:: Extracto del documento ::

30.10.14

La poesía de Vrachnos

Me ha sorprendido muy gratamente el libro Encima del subsuelo, segundo que publica el griego Kostas Vrachnos, nacido en Kalamata en 1975, y tercer número de la colección Romiosyne, la única bilingüe dedicada en España a la literatura griega contemporánea. 
Llegó en un sobre enviado desde Atenas (con un precioso sello donde se ve una ermita blanca al borde de un acantilado) y su aspecto exterior me indicó, nada más verlo, que la edición es primorosa.
Traducido por el propio poeta y por Juan Vicente Piqueras, lleva un prólogo de Alberto Santamaría.
(Ya que lo menciono, acaba uno de publicar en la revista griega Frear un breve artículo sobre esta moda, la de los prólogos.)
"La poesía es una cuestión de superficies", empieza diciendo en su ensayo el profesor de la Universidad de Salamanca, ciudad en la que se doctoró Vrachnos en filosofía con una tesis sobre la meditatio mortis en Unamuno. La muerte, precisamente, es, según Santamaría, un tema central de la obra: "nada acontece en la superficie con mayor sentido que la muerte". Añade que uno de los "ejercicios que de modo fascinante maneja Vrachnos" es la imposibilidad de precisar quién y desde dónde nos habla en los poemas. Recurre a Schlegel para recordarnos que "la ironía es la forma de lo paradójico" y da la vuelta a Wittgenstein, a instancias del poeta, para reconocer que "lo místico existe, se oculta, es lo expresable". Termina con dos apreciaciones que comparto: "leer la poesía de Kostas Vrachnos es aventurarse en un territorio incierto y por ello asombroso" y "la poesía de Vrachnos es hipnótica".

:::

Tarea 1: ¿Quiénes tradujeron el libro Encima del subsuelo, según el extracto del documento?
Tarea 2: Enumere todas las personas que el extracto del documento menciona por su nombre o apellido.

:: Datos registrados ::

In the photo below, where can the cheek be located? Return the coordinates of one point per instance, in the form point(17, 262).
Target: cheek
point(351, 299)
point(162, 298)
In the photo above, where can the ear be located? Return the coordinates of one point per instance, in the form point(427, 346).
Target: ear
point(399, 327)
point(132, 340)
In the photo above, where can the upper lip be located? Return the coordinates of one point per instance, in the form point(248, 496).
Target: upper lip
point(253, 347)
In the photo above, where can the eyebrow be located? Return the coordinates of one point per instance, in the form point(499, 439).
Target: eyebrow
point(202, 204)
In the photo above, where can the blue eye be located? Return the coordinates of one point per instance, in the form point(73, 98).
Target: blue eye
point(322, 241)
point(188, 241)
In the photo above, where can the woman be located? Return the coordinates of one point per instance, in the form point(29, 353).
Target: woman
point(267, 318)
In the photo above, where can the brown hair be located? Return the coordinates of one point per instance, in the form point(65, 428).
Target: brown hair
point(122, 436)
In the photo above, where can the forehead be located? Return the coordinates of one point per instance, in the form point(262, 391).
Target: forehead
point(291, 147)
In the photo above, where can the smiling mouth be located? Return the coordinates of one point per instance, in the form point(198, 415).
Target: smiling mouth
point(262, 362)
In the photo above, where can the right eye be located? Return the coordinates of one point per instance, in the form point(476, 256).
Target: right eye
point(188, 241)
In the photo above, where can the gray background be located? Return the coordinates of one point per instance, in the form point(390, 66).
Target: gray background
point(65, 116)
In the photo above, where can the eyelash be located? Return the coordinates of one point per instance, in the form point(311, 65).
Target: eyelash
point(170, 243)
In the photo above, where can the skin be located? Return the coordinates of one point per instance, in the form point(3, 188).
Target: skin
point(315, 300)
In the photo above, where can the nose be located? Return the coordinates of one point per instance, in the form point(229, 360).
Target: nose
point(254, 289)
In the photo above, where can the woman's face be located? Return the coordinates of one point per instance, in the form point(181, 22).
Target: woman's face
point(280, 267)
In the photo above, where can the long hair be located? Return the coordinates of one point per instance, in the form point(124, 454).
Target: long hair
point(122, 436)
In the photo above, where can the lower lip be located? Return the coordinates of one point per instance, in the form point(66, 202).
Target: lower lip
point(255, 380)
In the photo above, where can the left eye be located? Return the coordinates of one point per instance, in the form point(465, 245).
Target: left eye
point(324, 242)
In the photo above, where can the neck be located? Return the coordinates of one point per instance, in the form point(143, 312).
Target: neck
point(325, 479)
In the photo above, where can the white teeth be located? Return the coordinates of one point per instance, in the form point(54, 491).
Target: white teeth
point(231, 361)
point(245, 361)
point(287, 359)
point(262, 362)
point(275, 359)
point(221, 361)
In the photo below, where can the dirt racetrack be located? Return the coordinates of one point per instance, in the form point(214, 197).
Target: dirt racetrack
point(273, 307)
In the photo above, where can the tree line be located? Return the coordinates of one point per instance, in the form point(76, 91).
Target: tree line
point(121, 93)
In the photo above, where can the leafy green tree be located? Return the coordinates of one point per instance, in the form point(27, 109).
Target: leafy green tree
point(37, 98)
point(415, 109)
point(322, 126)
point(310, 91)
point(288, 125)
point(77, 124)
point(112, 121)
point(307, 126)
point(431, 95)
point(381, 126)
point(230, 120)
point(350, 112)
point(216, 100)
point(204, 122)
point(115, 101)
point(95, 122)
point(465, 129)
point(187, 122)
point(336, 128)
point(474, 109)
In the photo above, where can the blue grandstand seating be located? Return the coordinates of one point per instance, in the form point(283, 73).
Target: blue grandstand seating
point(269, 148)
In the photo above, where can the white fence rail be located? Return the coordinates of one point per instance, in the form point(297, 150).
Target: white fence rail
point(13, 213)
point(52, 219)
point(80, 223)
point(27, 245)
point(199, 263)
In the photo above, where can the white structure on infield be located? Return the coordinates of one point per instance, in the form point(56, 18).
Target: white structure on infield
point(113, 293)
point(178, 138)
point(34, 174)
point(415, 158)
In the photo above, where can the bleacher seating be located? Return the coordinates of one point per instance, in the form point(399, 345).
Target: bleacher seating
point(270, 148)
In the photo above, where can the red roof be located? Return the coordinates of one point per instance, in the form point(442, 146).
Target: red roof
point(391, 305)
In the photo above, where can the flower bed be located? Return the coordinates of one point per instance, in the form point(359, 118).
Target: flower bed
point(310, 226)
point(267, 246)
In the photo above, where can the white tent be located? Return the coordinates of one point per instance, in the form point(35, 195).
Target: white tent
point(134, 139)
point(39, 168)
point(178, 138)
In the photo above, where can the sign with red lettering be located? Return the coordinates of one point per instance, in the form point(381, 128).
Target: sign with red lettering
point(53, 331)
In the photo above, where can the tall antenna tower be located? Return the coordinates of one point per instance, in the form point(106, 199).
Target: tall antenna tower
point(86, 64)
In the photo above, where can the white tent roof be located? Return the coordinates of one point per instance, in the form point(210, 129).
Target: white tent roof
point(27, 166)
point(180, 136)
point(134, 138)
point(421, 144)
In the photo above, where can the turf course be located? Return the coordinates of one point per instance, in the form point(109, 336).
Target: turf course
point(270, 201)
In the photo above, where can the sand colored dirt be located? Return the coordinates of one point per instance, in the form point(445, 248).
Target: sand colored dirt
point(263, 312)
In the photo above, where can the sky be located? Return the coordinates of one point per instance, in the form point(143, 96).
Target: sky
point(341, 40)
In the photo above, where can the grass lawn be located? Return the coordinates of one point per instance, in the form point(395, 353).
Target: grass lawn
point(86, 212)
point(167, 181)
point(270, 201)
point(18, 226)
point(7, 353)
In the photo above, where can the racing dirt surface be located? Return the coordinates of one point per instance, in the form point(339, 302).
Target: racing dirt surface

:::

Respuesta escrita 1: El propio Kostas Vrachnos y Juan Vicente Piqueras.

Respuesta escrita 2: Kostas Vrachnos, Juan Vicente Piqueras, Alberto Santamaría, Unamuno, Schlegel, Wittgenstein